* [Verilen görev 1] Faiz uygulamasını konu alan sayfa alıntısında adı geçen tüm dilekçeleri ve sözleşmeleri sıralayın.
* [Verilen görev 2]
Faiz uygulamasını konu alan sayfa alıntısına göre aşağıdaki soruları yanıtlayın.
(a) Davacı, dava dilekçesinde talep edilen tüm alacak kalemleri için hangi faizin uygulanmasını istemiştir?
(b) Davacı, ıslah dilekçesinde hangi faizin uygulanmasını istemiştir?
(c) Toplu iş sözleşmesinde açıkça ne belirlenmiştir?

* [Sayfa alıntısı]
►

2-Kabule göre de, davacı dava dilekçesinde, talep edilen tüm alacak kalemleri için dava tarihinden itibaren yasal faiz, ıslah dilekçesinde ise dava tarihinden itibaren en yüksek mevduat faizi uygulanmasını talep etmiştir. Mahkemece talep aşılmak suretiyle, tüm alacaklar için dava tarihinden itibaren en yüksek mevduat faizi uygulanmasına karar verilmesi isabetsizdir. Yasal ilave tediye alacağı dışındaki alacaklar yönünden toplu iş sözleşmesinde açık ödeme günü belirlendiği ve temerrütün anılan tarihte gerçekleştiği dikkate alınmak suretiyle ve davacının talebi ile bağlı kalınarak dava tarihinden itibaren faiz işletilmesi yerindedir. Ancak, yasal ilave tediye dışındaki alacaklarla ilgili olarak, dava dilekçesinde talep edilen miktarlar yönünden dava tarihinden itibaren yasal faizi geçmemek üzere en yüksek mevduat faizi, ıslah dilekçesine konu miktarlar yönünden ise dava tarihinden itibaren en yüksek mevduat faizine hükmedilmesi gerekirken yazılı şekilde karar verilmesi hatalı olmuştur.

◄

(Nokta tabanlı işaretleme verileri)
►

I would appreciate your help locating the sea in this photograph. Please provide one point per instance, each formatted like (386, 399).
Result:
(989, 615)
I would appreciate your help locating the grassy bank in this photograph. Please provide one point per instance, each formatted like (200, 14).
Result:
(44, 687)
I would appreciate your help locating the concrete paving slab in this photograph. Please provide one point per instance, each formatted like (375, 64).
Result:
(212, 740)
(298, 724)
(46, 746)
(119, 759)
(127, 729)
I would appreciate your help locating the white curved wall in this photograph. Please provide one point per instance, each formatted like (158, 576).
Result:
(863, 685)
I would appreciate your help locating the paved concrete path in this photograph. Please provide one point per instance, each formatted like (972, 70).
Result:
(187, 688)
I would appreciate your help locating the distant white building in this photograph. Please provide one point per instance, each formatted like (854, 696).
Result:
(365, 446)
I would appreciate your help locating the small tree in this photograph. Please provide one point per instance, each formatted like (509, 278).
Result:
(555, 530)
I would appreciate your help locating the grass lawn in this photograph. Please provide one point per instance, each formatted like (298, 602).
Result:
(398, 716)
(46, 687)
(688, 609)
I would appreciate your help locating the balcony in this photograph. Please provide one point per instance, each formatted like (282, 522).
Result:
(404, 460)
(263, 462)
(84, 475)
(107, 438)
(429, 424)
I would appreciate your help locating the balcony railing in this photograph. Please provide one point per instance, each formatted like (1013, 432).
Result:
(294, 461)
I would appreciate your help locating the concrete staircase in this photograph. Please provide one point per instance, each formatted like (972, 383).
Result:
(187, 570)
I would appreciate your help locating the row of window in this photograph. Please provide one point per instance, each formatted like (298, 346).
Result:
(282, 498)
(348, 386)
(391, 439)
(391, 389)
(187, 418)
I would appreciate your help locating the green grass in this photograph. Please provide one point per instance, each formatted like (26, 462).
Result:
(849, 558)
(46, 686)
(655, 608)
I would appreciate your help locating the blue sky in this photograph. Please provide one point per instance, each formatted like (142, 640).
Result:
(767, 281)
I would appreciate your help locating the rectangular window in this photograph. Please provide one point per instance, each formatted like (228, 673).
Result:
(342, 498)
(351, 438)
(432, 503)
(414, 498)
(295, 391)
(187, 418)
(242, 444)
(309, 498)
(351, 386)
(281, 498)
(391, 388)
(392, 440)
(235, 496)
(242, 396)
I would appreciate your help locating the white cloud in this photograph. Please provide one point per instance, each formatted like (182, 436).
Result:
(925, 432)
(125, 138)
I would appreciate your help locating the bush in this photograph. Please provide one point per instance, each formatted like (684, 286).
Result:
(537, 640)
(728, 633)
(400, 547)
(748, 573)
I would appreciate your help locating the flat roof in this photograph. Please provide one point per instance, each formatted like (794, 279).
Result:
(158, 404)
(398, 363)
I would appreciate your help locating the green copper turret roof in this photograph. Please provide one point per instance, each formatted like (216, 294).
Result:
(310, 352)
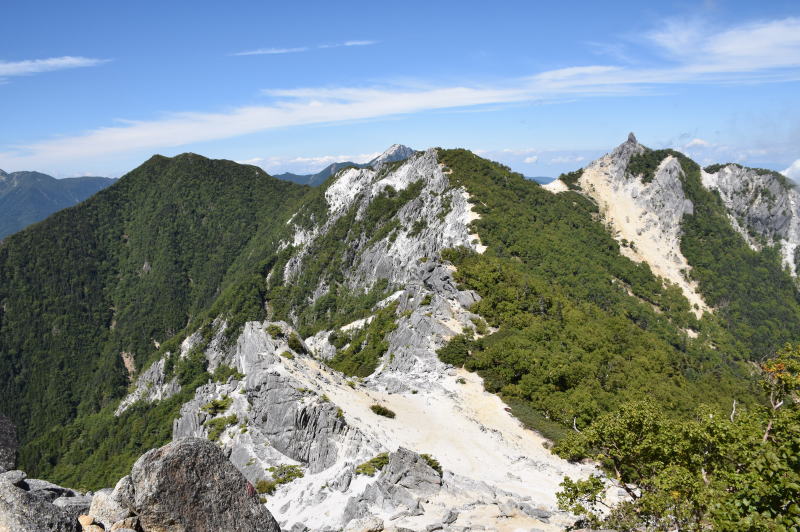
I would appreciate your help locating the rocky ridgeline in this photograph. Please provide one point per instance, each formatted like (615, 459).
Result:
(187, 485)
(762, 206)
(645, 217)
(301, 432)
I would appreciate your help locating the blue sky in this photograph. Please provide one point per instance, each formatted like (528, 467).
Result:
(98, 87)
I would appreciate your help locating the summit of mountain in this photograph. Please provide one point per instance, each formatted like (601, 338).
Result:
(29, 197)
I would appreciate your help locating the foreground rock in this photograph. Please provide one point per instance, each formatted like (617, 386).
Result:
(189, 485)
(27, 505)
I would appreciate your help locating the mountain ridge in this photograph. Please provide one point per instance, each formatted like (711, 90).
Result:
(366, 317)
(28, 197)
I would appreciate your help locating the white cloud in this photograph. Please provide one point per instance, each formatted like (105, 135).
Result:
(694, 143)
(754, 46)
(769, 52)
(36, 66)
(563, 159)
(272, 51)
(793, 172)
(279, 51)
(254, 160)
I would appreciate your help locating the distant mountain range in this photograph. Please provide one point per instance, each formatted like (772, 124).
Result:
(396, 152)
(29, 197)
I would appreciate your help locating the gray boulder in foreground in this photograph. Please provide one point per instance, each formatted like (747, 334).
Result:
(30, 510)
(189, 484)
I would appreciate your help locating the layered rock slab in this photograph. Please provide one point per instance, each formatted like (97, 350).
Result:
(189, 485)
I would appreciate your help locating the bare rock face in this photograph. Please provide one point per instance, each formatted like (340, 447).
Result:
(189, 485)
(26, 509)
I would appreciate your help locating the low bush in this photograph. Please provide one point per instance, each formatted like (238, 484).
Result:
(382, 411)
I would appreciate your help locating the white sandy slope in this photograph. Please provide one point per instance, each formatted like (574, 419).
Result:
(646, 216)
(486, 453)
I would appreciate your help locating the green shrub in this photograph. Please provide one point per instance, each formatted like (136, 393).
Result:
(418, 227)
(282, 474)
(267, 487)
(295, 344)
(433, 462)
(275, 331)
(191, 369)
(339, 339)
(367, 345)
(218, 425)
(372, 466)
(223, 373)
(571, 179)
(382, 411)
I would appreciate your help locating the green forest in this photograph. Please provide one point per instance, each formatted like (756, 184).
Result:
(579, 337)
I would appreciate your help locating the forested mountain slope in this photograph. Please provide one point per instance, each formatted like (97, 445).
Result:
(116, 275)
(316, 331)
(28, 197)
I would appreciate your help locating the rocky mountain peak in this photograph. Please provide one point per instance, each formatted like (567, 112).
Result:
(622, 153)
(395, 152)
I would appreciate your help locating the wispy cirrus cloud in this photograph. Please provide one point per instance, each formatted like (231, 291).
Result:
(770, 53)
(273, 51)
(37, 66)
(279, 51)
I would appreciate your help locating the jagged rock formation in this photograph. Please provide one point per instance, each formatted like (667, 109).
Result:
(291, 409)
(644, 217)
(763, 206)
(189, 485)
(28, 505)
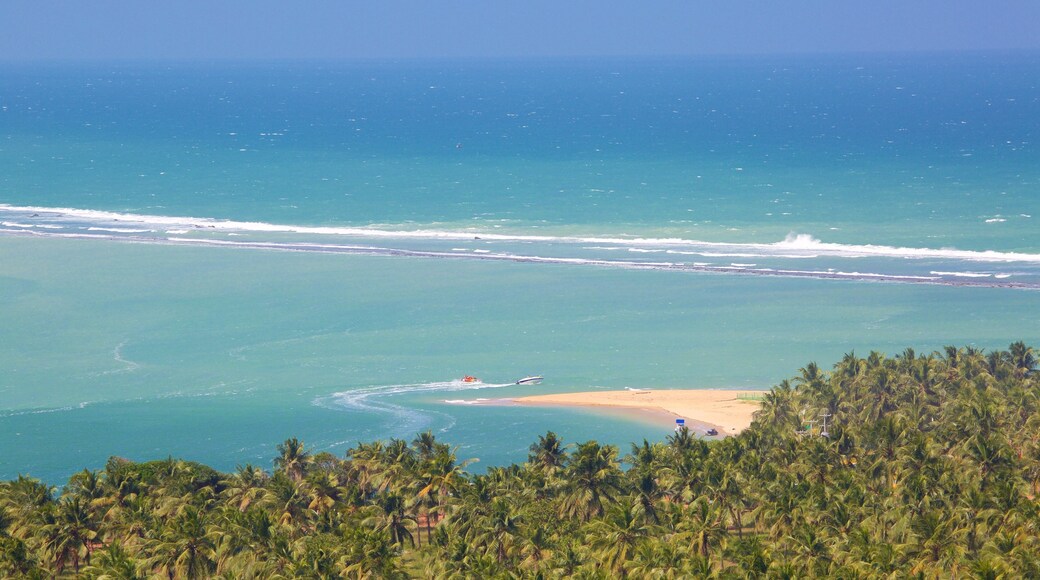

◄

* [Görevin çözümü 1]
- Dava dilekçesi
- Islah dilekçesi
- Toplu iş sözleşmesi

* [Görevin çözümü 2]
(a) Dava tarihinden itibaren yasal faiz uygulanmasını istemiştir.
(b) Dava tarihinden itibaren en yüksek mevduat faizi uygulanmasını istemiştir.
(c) Açık bir ödeme günü belirlenmiştir.